## DEINE AUFGABE
Schreibe die folgenden Datensätze vollständig als JSON-Liste von Strings um, je Zeile ein String. Leerzeilen lässt du weg.

------ GESPEICHERTE DATENSÄTZE ------

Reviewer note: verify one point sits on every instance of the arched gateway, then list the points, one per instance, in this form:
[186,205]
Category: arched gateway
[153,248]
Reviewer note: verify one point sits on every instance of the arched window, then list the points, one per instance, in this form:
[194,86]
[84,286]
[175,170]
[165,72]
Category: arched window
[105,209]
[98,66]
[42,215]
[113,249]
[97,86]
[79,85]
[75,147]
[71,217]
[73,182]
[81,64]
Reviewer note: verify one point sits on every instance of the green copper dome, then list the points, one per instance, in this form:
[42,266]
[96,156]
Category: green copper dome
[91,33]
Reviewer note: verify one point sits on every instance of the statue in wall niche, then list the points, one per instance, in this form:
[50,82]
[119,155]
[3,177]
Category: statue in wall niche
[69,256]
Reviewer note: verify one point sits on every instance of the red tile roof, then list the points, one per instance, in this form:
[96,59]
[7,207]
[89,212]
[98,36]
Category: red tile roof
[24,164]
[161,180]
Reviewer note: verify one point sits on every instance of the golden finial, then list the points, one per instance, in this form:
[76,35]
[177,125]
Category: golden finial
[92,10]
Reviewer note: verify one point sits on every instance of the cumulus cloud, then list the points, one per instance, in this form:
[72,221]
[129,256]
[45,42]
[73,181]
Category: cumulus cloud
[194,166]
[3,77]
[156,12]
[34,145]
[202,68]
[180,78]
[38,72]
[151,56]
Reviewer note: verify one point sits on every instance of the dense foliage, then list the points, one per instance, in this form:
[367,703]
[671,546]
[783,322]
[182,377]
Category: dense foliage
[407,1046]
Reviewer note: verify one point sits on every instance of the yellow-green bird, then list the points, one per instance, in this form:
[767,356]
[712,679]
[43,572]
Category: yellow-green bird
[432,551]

------

## RICHTIGE ANTWORT
[
  "Reviewer note: verify one point sits on every instance of the arched gateway, then list the points, one per instance, in this form:",
  "[186,205]",
  "Category: arched gateway",
  "[153,248]",
  "Reviewer note: verify one point sits on every instance of the arched window, then list the points, one per instance, in this form:",
  "[194,86]",
  "[84,286]",
  "[175,170]",
  "[165,72]",
  "Category: arched window",
  "[105,209]",
  "[98,66]",
  "[42,215]",
  "[113,249]",
  "[97,86]",
  "[79,85]",
  "[75,147]",
  "[71,217]",
  "[73,182]",
  "[81,64]",
  "Reviewer note: verify one point sits on every instance of the green copper dome, then list the points, one per instance, in this form:",
  "[42,266]",
  "[96,156]",
  "Category: green copper dome",
  "[91,33]",
  "Reviewer note: verify one point sits on every instance of the statue in wall niche, then list the points, one per instance, in this form:",
  "[50,82]",
  "[119,155]",
  "[3,177]",
  "Category: statue in wall niche",
  "[69,256]",
  "Reviewer note: verify one point sits on every instance of the red tile roof, then list the points, one per instance, in this form:",
  "[96,59]",
  "[7,207]",
  "[89,212]",
  "[98,36]",
  "Category: red tile roof",
  "[24,164]",
  "[161,180]",
  "Reviewer note: verify one point sits on every instance of the golden finial, then list the points, one per instance, in this form:",
  "[76,35]",
  "[177,125]",
  "Category: golden finial",
  "[92,10]",
  "Reviewer note: verify one point sits on every instance of the cumulus cloud, then list the points, one per instance, in this form:",
  "[72,221]",
  "[129,256]",
  "[45,42]",
  "[73,181]",
  "Category: cumulus cloud",
  "[194,166]",
  "[3,77]",
  "[156,12]",
  "[34,145]",
  "[202,68]",
  "[180,78]",
  "[38,72]",
  "[151,56]",
  "Reviewer note: verify one point sits on every instance of the dense foliage, then list the points, one per instance, in this form:",
  "[367,703]",
  "[671,546]",
  "[783,322]",
  "[182,377]",
  "Category: dense foliage",
  "[407,1046]",
  "Reviewer note: verify one point sits on every instance of the yellow-green bird, then list the points, one per instance, in this form:",
  "[767,356]",
  "[712,679]",
  "[43,572]",
  "Category: yellow-green bird",
  "[432,551]"
]